**Supplied passage**
--------------------------------------------------

Before there was a Bill of Rights, the United States had copyright. Twelve of the thirteen states had already positively secured authors’ exclusive rights by the time the drafters of the Federal Constitution gave the federal Congress power to enact copyright legislation. On May 31, 1790—225 years ago this week—President George Washington signed the first federal Copyright Act into law.
A lot has been said in the past two centuries about what the goals and purposes of copyright law should be. What would the outcome of an ideal legal framework look like? For many, the focus is on creation and dissemination of knowledge, or participation in culture. But others have shifted the focus from the works that copyright encourages to the authors it secures.
Devotion to Craft
When writing about “The Next Great Copyright Act,” current Register of Copyrights Maria Pallante said:
The issues of authors are intertwined with the interests of the public. As the first beneficiaries of the copyright law, authors are not a counterweight to the public interest but are instead at the very center of the equation. In the words of the Supreme Court, “[t]he immediate effect of our copyright law is to secure a fair return for an ‘author’s’ creative labor. But the ultimate aim is, by this incentive, to stimulate artistic creativity for the general public good.”

--------------------------------------------------

**Work to do**
Output, word for word, the part of the copyright passage that begins at "A lot has been" and stops after "authors it secures.". The material that comes next is not required for the task.

--------------------------------------------------

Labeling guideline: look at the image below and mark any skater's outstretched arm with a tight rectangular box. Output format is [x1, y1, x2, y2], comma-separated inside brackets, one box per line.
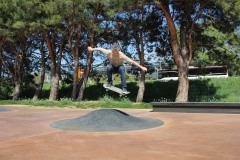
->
[88, 46, 107, 53]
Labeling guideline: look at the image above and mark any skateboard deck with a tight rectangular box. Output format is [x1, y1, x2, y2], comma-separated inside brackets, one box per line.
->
[103, 84, 130, 96]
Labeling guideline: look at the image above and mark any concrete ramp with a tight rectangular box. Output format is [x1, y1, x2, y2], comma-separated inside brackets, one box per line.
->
[0, 107, 11, 112]
[50, 109, 163, 132]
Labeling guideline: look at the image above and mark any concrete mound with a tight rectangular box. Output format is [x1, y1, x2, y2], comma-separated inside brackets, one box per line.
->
[50, 109, 163, 132]
[0, 107, 11, 112]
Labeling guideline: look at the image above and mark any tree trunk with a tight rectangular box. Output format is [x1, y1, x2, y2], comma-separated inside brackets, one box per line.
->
[46, 33, 65, 101]
[155, 1, 189, 102]
[12, 80, 21, 100]
[49, 74, 59, 101]
[68, 23, 81, 101]
[77, 49, 93, 101]
[136, 2, 145, 103]
[32, 37, 46, 101]
[136, 72, 145, 103]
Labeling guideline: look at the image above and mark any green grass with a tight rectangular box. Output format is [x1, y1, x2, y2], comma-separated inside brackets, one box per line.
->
[0, 96, 151, 109]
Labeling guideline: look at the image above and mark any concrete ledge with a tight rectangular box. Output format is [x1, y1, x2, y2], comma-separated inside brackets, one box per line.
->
[151, 102, 240, 114]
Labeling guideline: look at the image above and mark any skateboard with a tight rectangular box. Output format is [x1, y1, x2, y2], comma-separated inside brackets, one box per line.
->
[103, 84, 130, 97]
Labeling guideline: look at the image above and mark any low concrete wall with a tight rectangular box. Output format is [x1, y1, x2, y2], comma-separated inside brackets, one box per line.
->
[151, 102, 240, 114]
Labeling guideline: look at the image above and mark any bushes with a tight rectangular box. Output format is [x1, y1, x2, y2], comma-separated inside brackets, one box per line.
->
[0, 78, 240, 102]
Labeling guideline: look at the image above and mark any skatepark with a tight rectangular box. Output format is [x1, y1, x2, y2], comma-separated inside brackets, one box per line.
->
[0, 105, 240, 160]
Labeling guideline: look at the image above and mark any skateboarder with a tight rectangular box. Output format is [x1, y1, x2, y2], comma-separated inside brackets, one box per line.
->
[88, 43, 147, 94]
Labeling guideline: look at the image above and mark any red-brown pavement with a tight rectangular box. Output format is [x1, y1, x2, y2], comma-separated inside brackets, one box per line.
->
[0, 106, 240, 160]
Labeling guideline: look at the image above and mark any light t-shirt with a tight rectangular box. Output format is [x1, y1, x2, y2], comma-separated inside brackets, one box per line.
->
[103, 50, 131, 67]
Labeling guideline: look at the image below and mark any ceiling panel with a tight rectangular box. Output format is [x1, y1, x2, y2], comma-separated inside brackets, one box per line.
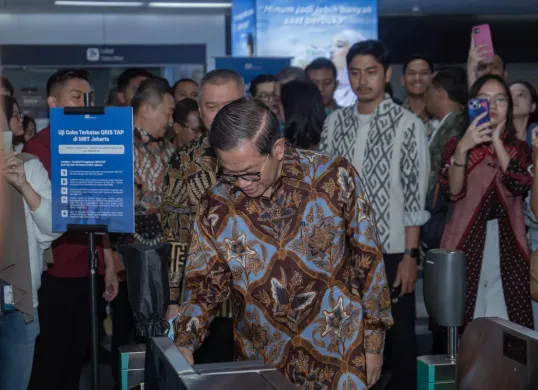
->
[0, 0, 538, 16]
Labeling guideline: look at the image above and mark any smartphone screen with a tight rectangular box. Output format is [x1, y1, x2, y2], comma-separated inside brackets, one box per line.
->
[473, 24, 494, 58]
[469, 99, 489, 126]
[2, 131, 13, 153]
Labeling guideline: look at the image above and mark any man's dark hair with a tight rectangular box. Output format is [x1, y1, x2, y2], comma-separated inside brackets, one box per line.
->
[209, 98, 281, 156]
[174, 98, 198, 126]
[402, 54, 434, 74]
[200, 69, 245, 95]
[346, 39, 390, 72]
[117, 68, 154, 92]
[249, 74, 277, 97]
[105, 88, 121, 107]
[2, 77, 15, 97]
[172, 79, 198, 92]
[432, 66, 469, 106]
[131, 77, 172, 114]
[305, 57, 338, 80]
[280, 80, 327, 149]
[276, 66, 308, 82]
[47, 69, 90, 97]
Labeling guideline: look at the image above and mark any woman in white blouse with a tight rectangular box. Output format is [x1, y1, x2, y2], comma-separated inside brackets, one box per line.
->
[0, 152, 59, 390]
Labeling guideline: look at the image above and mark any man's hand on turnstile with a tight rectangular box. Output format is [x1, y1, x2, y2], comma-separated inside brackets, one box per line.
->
[177, 347, 193, 366]
[366, 353, 383, 388]
[166, 305, 179, 321]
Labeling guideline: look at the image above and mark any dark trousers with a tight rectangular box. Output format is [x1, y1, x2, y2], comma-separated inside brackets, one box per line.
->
[383, 254, 417, 390]
[28, 272, 104, 390]
[111, 282, 135, 389]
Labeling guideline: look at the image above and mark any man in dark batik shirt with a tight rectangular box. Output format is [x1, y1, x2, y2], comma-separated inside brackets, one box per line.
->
[161, 69, 245, 363]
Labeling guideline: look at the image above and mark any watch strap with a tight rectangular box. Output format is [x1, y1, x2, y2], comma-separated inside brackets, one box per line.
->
[404, 248, 420, 259]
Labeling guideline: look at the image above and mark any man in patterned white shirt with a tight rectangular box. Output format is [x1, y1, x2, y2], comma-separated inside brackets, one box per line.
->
[320, 40, 430, 389]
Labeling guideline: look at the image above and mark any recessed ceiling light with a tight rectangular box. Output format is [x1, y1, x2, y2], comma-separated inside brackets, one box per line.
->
[54, 0, 144, 7]
[148, 1, 232, 8]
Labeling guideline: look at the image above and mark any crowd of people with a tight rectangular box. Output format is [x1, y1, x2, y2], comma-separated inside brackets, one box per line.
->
[0, 32, 538, 390]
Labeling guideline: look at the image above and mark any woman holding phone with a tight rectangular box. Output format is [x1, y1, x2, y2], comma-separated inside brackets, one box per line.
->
[439, 75, 533, 328]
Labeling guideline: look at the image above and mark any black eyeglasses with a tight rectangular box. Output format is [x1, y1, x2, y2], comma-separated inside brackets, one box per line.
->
[219, 155, 269, 184]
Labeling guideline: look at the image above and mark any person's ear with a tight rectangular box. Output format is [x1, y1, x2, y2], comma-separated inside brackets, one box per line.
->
[273, 138, 286, 161]
[47, 96, 58, 108]
[385, 66, 392, 86]
[117, 91, 127, 106]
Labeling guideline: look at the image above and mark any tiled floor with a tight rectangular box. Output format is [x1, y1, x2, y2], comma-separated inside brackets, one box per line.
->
[79, 269, 431, 390]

--------------------------------------------------

**Answer below**
A lot has been said in the past two centuries about what the goals and purposes of copyright law should be. What would the outcome of an ideal legal framework look like? For many, the focus is on creation and dissemination of knowledge, or participation in culture. But others have shifted the focus from the works that copyright encourages to the authors it secures.